Directions:
Can you quote, word for word, the lines below from the one with "Expected: for every instance of the fence" up to and including the one with "x=178 y=230"?

Input records:
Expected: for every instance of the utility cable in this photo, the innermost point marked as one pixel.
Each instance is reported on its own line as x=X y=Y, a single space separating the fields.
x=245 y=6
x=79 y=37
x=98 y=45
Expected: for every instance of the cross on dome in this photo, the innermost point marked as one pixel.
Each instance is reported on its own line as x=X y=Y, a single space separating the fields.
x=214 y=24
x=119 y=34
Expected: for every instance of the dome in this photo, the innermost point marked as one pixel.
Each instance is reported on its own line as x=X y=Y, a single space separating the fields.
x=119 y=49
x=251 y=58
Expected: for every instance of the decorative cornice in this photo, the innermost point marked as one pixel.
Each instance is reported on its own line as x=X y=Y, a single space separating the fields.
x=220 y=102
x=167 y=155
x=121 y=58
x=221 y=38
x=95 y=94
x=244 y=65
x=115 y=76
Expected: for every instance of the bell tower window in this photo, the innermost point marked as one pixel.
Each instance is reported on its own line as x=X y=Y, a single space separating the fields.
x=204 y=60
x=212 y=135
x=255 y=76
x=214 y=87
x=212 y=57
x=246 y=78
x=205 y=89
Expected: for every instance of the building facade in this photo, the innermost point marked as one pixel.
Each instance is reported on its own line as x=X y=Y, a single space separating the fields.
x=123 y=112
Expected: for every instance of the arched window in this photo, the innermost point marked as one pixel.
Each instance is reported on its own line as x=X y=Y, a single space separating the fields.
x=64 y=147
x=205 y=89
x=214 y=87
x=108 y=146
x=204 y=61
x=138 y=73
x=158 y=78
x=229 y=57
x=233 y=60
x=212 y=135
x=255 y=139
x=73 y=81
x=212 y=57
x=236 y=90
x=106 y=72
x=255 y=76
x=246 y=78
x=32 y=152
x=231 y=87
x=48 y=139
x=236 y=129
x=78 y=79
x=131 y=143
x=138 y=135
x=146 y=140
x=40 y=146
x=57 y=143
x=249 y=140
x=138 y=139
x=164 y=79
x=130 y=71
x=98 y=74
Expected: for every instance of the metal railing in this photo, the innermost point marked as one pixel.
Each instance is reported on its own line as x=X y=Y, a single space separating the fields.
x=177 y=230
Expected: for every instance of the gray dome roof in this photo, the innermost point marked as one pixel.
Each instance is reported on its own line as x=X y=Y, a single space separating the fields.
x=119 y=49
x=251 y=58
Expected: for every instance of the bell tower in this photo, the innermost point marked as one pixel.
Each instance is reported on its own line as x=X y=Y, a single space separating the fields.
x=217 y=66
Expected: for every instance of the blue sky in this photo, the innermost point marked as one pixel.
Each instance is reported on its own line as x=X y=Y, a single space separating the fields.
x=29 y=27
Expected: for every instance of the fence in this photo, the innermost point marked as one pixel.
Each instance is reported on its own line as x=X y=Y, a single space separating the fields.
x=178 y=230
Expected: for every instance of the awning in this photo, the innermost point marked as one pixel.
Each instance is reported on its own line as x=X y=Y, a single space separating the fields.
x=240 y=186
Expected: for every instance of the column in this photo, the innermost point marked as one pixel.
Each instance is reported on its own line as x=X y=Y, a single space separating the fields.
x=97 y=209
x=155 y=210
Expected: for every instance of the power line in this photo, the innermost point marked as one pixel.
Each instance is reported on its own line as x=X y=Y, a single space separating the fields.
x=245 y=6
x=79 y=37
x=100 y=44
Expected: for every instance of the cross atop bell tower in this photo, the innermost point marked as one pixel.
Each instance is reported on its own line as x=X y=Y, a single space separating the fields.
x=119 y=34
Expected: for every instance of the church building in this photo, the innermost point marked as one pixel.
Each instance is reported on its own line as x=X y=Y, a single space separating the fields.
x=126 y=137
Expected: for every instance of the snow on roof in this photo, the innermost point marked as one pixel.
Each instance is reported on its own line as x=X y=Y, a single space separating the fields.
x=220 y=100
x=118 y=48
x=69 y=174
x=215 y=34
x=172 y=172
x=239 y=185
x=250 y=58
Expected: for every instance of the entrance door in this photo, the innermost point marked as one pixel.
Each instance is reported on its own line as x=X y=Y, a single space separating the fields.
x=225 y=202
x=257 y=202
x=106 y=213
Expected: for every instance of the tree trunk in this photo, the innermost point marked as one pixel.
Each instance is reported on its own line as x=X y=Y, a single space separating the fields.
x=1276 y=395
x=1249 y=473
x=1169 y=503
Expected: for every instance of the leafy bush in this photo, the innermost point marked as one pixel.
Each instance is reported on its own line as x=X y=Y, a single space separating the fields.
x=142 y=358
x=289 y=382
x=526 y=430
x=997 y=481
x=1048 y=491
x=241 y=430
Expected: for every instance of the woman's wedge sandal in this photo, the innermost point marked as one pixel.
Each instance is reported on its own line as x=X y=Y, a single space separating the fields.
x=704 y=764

--

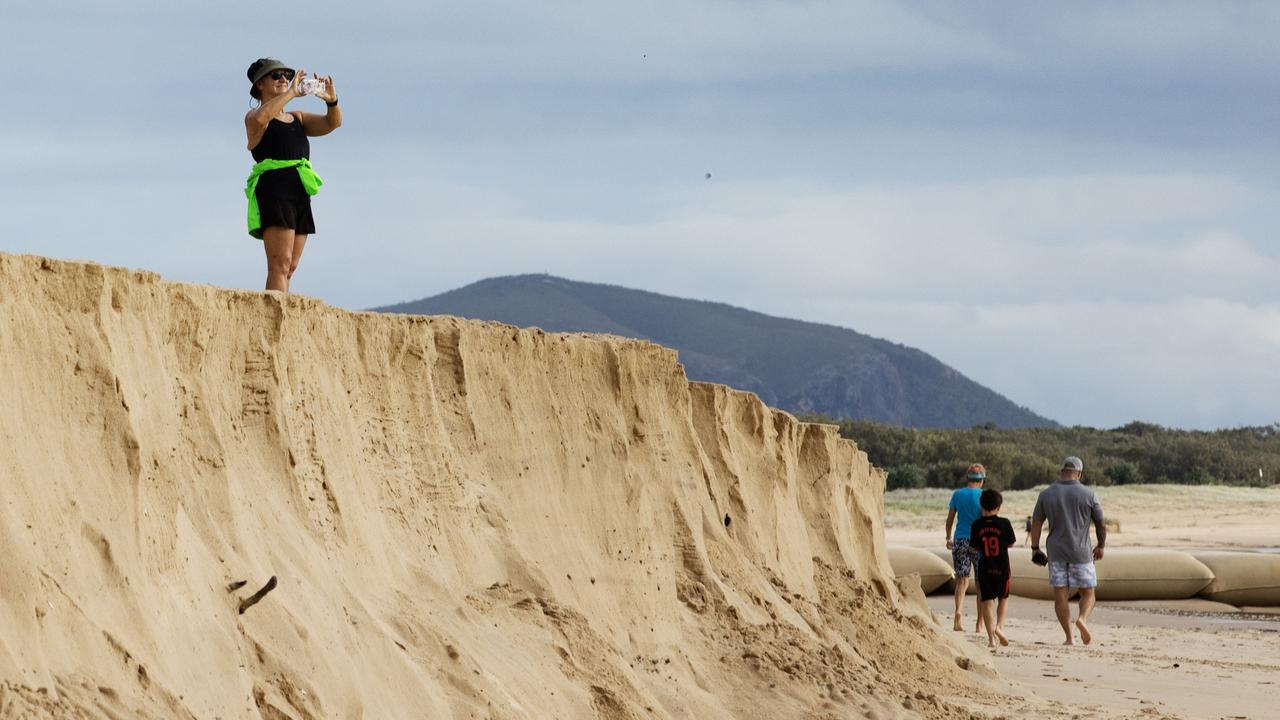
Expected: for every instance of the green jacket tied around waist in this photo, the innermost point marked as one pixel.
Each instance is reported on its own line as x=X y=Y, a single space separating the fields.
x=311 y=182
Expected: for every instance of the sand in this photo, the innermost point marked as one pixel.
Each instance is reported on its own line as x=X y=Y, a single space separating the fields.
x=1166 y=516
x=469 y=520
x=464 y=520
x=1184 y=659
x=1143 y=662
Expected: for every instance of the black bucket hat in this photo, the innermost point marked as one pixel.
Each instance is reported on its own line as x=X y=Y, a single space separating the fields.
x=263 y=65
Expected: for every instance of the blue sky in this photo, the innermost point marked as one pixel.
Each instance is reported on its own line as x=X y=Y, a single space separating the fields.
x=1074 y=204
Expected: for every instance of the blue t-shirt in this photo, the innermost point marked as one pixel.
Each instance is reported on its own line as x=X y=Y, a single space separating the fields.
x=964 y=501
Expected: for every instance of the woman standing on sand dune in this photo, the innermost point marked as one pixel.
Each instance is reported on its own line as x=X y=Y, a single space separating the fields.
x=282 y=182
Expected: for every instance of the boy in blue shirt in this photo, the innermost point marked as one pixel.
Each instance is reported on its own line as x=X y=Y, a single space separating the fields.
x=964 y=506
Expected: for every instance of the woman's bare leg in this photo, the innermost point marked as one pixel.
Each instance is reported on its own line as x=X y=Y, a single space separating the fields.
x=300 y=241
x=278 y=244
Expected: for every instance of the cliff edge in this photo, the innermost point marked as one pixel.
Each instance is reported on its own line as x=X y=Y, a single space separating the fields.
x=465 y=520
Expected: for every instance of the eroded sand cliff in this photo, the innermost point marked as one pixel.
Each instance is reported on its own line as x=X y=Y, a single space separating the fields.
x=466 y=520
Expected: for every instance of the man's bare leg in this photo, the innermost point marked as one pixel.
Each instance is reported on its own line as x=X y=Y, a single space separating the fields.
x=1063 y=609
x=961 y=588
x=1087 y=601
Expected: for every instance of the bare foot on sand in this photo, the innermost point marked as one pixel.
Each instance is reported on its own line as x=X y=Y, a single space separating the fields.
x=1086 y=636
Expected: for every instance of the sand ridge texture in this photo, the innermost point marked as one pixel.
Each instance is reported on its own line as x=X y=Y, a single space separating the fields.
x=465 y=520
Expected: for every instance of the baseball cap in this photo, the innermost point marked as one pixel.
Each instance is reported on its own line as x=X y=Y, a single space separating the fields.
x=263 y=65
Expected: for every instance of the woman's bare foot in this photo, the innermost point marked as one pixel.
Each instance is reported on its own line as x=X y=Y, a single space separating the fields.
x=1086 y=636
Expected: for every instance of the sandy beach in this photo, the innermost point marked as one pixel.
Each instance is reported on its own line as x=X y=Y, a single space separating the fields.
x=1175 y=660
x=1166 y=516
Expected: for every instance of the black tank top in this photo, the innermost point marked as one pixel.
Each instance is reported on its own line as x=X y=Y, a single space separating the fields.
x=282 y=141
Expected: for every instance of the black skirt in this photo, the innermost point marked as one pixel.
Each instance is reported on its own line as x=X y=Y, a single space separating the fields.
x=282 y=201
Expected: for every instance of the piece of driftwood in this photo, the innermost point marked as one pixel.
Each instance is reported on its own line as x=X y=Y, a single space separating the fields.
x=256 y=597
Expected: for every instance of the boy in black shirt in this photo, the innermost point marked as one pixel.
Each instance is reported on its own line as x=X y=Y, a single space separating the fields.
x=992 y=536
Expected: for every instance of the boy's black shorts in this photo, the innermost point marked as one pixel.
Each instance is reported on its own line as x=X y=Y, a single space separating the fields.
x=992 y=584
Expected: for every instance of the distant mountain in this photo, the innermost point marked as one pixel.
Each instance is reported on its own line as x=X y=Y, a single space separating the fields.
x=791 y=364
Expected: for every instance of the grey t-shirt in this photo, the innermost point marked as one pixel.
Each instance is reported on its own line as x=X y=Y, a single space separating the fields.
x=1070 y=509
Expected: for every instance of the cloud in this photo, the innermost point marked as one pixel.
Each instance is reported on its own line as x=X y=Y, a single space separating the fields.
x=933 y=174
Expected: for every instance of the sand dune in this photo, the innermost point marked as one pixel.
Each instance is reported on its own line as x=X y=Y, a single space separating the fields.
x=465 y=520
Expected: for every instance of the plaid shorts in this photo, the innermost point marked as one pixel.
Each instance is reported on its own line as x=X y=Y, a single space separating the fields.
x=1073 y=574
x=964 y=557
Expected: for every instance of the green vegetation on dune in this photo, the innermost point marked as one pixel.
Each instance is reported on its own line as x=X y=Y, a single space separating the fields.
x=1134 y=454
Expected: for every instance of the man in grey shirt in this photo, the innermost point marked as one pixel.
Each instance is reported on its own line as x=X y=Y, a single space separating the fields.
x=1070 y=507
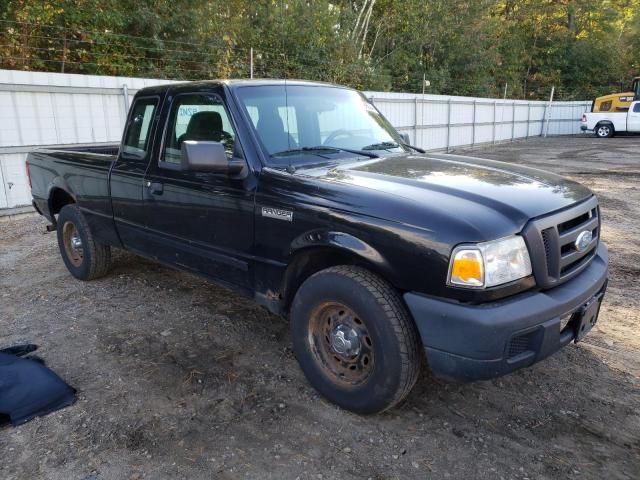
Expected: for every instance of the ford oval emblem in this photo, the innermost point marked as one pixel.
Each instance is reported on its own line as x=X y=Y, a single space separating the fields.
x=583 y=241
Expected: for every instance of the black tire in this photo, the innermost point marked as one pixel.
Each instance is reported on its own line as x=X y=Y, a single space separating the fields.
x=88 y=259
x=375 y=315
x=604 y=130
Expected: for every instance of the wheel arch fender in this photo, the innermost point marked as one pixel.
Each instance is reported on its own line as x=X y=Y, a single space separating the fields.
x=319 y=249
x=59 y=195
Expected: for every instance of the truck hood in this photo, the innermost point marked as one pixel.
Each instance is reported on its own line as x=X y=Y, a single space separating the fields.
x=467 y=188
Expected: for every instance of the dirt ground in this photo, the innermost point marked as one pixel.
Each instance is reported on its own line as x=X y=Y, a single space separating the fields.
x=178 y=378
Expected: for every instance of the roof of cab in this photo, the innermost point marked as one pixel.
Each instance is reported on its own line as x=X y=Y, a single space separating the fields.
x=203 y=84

---

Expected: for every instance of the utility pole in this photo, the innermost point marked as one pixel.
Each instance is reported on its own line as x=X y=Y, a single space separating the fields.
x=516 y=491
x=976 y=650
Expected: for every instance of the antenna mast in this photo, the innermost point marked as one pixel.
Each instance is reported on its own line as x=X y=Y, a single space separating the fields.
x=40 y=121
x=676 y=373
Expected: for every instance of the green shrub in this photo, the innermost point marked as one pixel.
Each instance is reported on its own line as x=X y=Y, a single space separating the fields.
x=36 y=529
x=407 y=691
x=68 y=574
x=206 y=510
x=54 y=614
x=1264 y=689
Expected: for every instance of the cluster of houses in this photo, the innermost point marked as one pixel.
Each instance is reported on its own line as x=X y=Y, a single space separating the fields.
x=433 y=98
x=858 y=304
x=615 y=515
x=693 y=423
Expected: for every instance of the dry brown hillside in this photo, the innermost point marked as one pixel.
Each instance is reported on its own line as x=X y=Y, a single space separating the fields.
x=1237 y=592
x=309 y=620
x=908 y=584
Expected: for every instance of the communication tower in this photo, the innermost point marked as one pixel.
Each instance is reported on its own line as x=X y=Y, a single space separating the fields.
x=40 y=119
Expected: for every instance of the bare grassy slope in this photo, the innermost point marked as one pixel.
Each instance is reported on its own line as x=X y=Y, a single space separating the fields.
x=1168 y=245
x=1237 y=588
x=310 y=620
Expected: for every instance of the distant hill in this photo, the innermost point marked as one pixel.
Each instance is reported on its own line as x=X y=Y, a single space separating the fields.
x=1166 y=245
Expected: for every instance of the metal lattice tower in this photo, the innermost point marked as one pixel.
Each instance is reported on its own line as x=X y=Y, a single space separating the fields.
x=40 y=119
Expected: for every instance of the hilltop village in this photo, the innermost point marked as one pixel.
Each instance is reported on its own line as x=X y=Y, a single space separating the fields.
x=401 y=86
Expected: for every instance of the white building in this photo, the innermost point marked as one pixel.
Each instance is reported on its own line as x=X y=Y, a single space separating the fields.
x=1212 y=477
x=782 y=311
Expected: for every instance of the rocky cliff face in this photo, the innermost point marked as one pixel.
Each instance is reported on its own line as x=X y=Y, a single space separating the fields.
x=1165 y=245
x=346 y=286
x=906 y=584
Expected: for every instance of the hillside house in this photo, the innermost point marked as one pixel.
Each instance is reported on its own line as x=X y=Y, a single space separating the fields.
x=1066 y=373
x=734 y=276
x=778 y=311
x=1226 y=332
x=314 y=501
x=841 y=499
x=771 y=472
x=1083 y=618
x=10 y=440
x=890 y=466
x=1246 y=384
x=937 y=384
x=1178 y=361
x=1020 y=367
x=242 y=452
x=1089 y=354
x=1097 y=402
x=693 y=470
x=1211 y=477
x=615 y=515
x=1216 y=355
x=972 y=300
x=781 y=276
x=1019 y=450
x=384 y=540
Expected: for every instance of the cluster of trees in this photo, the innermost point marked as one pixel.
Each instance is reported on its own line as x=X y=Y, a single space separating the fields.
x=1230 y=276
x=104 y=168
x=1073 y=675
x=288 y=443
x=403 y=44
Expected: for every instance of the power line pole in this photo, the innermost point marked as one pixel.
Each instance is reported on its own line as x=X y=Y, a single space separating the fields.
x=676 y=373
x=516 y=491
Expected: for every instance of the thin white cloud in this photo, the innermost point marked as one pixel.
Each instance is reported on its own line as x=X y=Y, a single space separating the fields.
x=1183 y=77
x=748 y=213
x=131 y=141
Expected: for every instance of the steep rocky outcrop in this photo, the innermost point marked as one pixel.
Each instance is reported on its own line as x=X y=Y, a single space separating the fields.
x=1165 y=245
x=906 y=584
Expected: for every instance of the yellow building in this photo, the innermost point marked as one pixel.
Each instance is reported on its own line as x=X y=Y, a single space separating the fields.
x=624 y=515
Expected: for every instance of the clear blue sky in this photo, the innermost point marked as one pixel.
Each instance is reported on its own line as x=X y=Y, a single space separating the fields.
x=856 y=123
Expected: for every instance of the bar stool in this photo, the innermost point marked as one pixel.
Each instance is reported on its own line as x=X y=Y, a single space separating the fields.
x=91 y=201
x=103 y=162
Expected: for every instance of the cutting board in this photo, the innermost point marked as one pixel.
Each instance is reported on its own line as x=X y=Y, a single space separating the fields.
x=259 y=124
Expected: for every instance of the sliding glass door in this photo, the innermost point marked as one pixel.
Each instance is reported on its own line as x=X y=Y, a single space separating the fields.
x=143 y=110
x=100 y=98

The reply:
Expected: for every instance of the fence in this photo, the innermost point marked as one pixel.
Each instance is reported on its own line as x=X y=Y, a single space separating the fields.
x=178 y=230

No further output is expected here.